Exercise aim
Could the entries below be reproduced exactly, with the images removed?

START Data

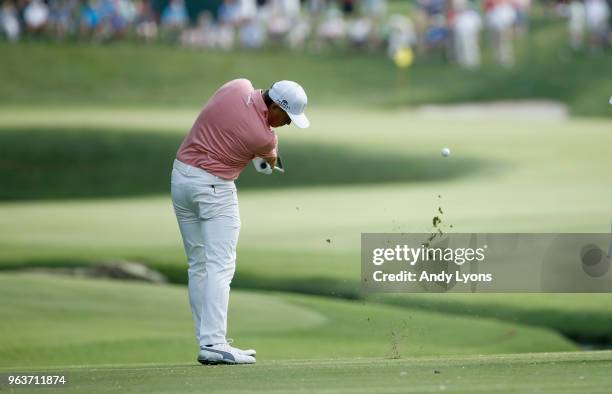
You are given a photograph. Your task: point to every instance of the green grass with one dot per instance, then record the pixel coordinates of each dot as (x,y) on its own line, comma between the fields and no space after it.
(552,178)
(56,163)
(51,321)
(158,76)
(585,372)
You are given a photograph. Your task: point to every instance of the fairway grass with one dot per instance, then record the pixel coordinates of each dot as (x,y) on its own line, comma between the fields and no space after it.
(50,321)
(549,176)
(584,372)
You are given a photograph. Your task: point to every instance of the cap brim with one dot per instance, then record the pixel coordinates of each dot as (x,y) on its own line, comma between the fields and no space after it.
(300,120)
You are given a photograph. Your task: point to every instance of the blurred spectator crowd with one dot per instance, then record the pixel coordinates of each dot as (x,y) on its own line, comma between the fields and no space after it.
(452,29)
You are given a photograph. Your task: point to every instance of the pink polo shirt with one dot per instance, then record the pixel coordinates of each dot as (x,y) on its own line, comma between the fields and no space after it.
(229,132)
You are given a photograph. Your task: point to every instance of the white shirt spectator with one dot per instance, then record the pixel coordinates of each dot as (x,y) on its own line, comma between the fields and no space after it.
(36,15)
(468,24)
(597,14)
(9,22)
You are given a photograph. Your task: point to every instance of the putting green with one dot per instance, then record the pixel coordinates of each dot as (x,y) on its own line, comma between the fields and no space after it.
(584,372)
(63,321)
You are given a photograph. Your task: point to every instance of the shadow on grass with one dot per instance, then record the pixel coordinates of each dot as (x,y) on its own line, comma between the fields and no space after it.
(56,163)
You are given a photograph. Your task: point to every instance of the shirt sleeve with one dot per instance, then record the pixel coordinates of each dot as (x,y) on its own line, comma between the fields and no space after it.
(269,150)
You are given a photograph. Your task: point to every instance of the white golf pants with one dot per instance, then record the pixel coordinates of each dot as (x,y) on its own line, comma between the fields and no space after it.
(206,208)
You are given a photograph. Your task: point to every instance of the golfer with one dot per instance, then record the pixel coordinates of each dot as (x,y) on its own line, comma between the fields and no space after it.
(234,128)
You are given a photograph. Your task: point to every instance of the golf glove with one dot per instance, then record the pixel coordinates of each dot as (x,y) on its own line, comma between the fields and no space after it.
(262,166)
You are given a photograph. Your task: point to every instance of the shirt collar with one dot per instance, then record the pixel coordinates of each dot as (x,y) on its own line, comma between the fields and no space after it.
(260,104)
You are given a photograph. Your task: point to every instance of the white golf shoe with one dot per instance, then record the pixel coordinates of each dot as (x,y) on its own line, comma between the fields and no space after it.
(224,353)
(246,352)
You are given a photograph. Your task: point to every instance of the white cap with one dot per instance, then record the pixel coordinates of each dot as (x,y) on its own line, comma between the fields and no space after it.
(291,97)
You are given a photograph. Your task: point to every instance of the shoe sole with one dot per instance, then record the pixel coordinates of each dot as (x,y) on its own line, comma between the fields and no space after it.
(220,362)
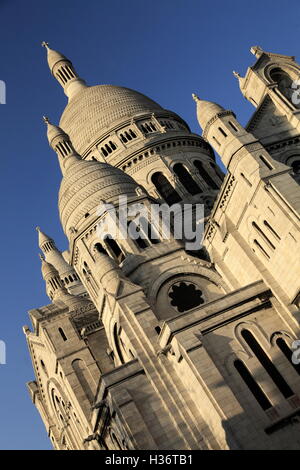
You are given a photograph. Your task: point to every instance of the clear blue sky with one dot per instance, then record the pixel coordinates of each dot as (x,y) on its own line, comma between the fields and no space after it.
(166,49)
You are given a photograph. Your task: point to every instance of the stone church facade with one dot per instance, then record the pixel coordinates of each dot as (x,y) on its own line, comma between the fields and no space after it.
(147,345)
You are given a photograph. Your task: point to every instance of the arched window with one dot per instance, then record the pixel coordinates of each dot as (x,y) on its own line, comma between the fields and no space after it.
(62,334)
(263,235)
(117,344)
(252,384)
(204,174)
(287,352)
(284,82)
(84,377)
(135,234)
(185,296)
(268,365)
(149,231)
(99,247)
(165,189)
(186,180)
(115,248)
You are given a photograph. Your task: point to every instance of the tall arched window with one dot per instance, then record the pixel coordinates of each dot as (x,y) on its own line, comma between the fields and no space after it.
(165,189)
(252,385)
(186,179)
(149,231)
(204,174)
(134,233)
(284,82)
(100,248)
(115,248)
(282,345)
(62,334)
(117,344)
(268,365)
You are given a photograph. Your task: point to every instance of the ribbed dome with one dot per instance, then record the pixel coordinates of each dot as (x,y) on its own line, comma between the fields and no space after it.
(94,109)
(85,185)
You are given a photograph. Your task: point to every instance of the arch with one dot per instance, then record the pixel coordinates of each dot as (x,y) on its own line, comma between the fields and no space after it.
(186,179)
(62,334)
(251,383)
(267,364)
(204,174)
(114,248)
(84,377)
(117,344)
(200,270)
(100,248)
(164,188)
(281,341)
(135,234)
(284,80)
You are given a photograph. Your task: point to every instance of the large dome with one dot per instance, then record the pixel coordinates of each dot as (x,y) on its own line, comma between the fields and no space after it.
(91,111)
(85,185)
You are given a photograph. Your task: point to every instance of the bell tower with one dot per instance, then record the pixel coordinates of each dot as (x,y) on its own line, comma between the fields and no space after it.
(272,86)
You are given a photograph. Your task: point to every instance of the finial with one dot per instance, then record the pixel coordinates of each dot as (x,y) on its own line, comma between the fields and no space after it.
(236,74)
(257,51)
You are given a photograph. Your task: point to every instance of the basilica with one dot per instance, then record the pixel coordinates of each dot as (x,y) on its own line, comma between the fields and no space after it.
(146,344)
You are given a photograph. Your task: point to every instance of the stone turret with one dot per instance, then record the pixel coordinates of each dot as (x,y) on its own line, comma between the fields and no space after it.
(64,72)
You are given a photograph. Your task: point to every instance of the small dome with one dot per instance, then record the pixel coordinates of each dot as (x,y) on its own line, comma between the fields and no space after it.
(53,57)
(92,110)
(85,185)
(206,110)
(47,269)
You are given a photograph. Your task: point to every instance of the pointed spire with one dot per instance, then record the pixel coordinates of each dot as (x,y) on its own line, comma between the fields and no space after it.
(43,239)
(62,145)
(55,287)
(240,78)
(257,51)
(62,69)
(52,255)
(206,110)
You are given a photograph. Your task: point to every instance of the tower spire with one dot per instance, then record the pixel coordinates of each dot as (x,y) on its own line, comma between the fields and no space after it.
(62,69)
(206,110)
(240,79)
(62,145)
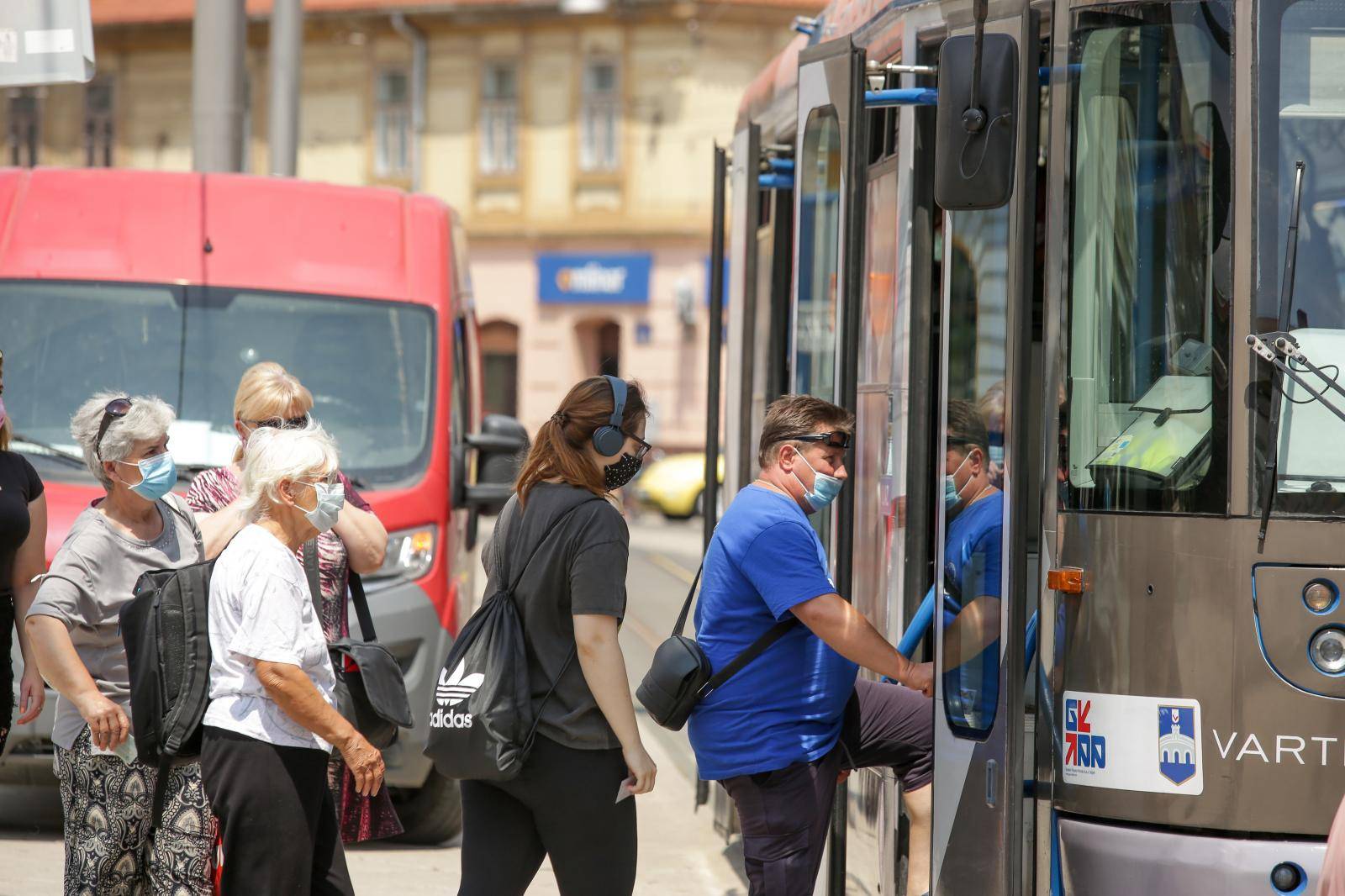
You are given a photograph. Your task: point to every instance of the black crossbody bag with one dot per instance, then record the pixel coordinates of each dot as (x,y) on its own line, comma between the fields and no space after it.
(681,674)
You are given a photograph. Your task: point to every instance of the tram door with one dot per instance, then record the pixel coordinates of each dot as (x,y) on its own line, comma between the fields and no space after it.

END Data

Expected output
You are given a photograph. Your task: point to every instance of the green grass with one dot per instance, then record the pixel coordinates of each dot as (x,y) on its own line, comma between the fields and no space after it.
(552,178)
(56,163)
(51,321)
(158,76)
(585,372)
You are given a photograph. Your task: point to every instance of the fairway grass with one dot per instance, then record the pixel coordinates of each dot as (x,y) on its own line, comma between the fields and no space after it.
(50,321)
(549,176)
(584,372)
You are given a photograph. Your task: point to every instance of the cap brim with one dot per instance, then record the pixel coordinates of each dot as (x,y) on its own line, comma between the fields and no space after it.
(300,120)
You are given a photograph. Your task: point to every instance of the blurred spectator crowd with one dot per instance, then record the pixel coordinates of each dot as (x,y) on its own line, comma between the fields and no space after it.
(452,29)
You are given a photograph. Your task: point to every instance of the pink polo shirt with one dot per instance, then record the pixel coordinates of each dot as (x,y) on its own line, comma between the fields and no space after it.
(229,132)
You are given a photograph. Your task: point to every instance of the white shirt spectator with one dot per instance, then record the pixel coordinates of each dot as (x,y) on its own line, comma between the fields and no space after it.
(36,15)
(468,24)
(597,14)
(9,22)
You are given a photograph. Your task: point to every instance of the putting green with one dot per instance, then record the pixel coordinates of each dot as (x,y) on its own line, comma between the fields and no space after it.
(584,372)
(63,321)
You are given a photograph. Your task: point to every instance of the shadow on grass with one dot per instance, then record the pixel coordinates of each dot as (x,y) on its own line, comma between the fields and no space after it.
(56,163)
You are given a photograph. Your task: point to every instance of the shirt sleeve with one dot per instance, then record the pixel coordinates of each dot as (x,y) on its own line, comma between the fields and no space after it.
(269,150)
You are given a photograph. Your task: point to every instance of the white golf pants with one dot per instance, then record the pixel coordinates of each dot as (x,y) on its own line, comma between the fields and no space after it.
(206,208)
You are given a photograph. Your task: point to every instance of the golfer with one dot per instance, then record the pixel coordinates of each dot as (x,y) on its own line, comma between the fields and no space after it.
(234,128)
You are given a photograph. Your task: point to every instance of the golf glove with one dot per instance, then record the pixel coordinates of each dot as (x,y) on its own line, comma between the fields and no space after it.
(262,166)
You are given a photograph. Your task: point to every instance of the shirt collar with one dot per instance, then record the pixel coordinates of each dot as (x,y) on its own line, comma between the fields and no space after it.
(260,104)
You are given a photograph. Your task: point to every instance of the white golf shoe with one dot per instance, then record the pixel coordinates of each dot as (x,y) on its own line, comma between the fields and no space after it.
(224,353)
(246,352)
You are given a photograph. Your task: point to every instance of the white cap with one dot per instance, then record the pixel coordinates of each dot as (x,y) on its own line, comma between the fields and no space after it.
(291,97)
You are given a photograph. Your task: point to every instance of the shoe sole with one dot per instance, then record the pixel coordinates of each dot as (x,y) on its own line, comma between the fields and no space after it.
(220,362)
You are given a photograph. Your task: point to every instance of the clear blue sky with one dot per instance, then record the pixel coordinates of each dot as (x,y) on its own line, comma between the fields and no space after it.
(166,49)
You are given a photograph. Your task: point to every instance of the stone church facade with one dot per instance, then record the pixel coordinates of each dot as (x,y) on its own line, comma between the fields and no space after it.
(147,345)
You are given a photograph. Your task: point to every instance of the arched window with one dot per instance, then record the pixel coordinates of each dot as (x,y) on its own line, comma between the fields and no space after it.
(62,334)
(263,235)
(117,344)
(252,384)
(204,174)
(287,352)
(284,82)
(84,377)
(135,234)
(185,296)
(268,365)
(149,231)
(99,247)
(165,189)
(186,180)
(115,248)
You are given a photograph. Your task: point to every instance of the tall arched window with one dot per instance, then record the pixel coordinates of each dot as (x,y) on its own line, comma between the fields and no space after it.
(165,189)
(252,385)
(186,179)
(149,231)
(204,174)
(134,233)
(284,82)
(100,248)
(115,248)
(282,345)
(62,334)
(117,344)
(268,365)
You are given a photograph. Your task: point to every instance of the ribbed dome with one dot per instance, then record the pixel coordinates of each dot as (x,y) on its own line, comma between the fields and no space after it.
(94,109)
(85,185)
You are given a photograph. Your task: point to every instance of the arch with one dot per instance, then record the pixel coordinates of each dot as (x,y) on its own line, comma between the fields and no space after it.
(186,179)
(62,334)
(251,383)
(267,364)
(204,174)
(114,248)
(84,377)
(117,344)
(200,270)
(100,248)
(164,188)
(281,341)
(135,234)
(284,80)
You are given a photograph. Your task: point to every instance of the large dome with one dot per instance, then record the pixel coordinates of each dot as (x,y) on its own line, comma between the fields and no space after it.
(91,111)
(85,185)
You are given a photograph. Your task: point to every instance of the bell tower with one dot per instance, then record the pixel coordinates of each dot as (x,y) on its own line, comma between the fields and no space after it.
(272,86)
You are given a photograph. Your task: point to every instance of the finial with one dot per instance, then record the pixel coordinates of each dot as (x,y) on its own line, comma between the fields and no space after it.
(236,74)
(257,51)
You are given a photograph. Your task: point to every instance of the basilica with one dot per instance, then record the pixel coordinates of each dot as (x,y) on its own line, comma between the fields and no space after it.
(146,344)
You are given a photograph. Your task: point to every instance of the stone turret with one dot per instance, then record the pixel coordinates of each dot as (x,y) on its own line, comma between the fields and no space after it.
(64,72)
You are given a photograph. Your task: point to every instance of the small dome with one dot per instance, then record the pixel coordinates of each dot as (x,y) on its own line, comma between the fields and no space after it.
(53,57)
(92,110)
(85,185)
(206,110)
(47,269)
You are given a photograph. Your task: point to every instance of the pointed spire with one dot per instance, then record the pixel coordinates of each dot as (x,y) on its own line, comma between the fields and no space after it.
(43,239)
(62,145)
(55,287)
(240,78)
(257,51)
(62,69)
(52,255)
(206,110)
You are given a photograph. Your task: point to every instance of the tower spire with one dot per instance, then record the pixel coordinates of each dot as (x,y) on its own line, comma between the fields and no space after it.
(62,69)
(206,110)
(240,79)
(62,145)
You are given a photograph. Your task: point to every instance of the black crossbody bag with one dot per instance, then record the pixel coordinates of each dot as (x,y) on its own line, comma between the fields and no space after it.
(681,674)
You are given a photograph. Your task: point to every instance of the tram door with one dot per instance, then record the pixel coordinates of each dot as (x,y) on its own line, comma between the fields and no space after it.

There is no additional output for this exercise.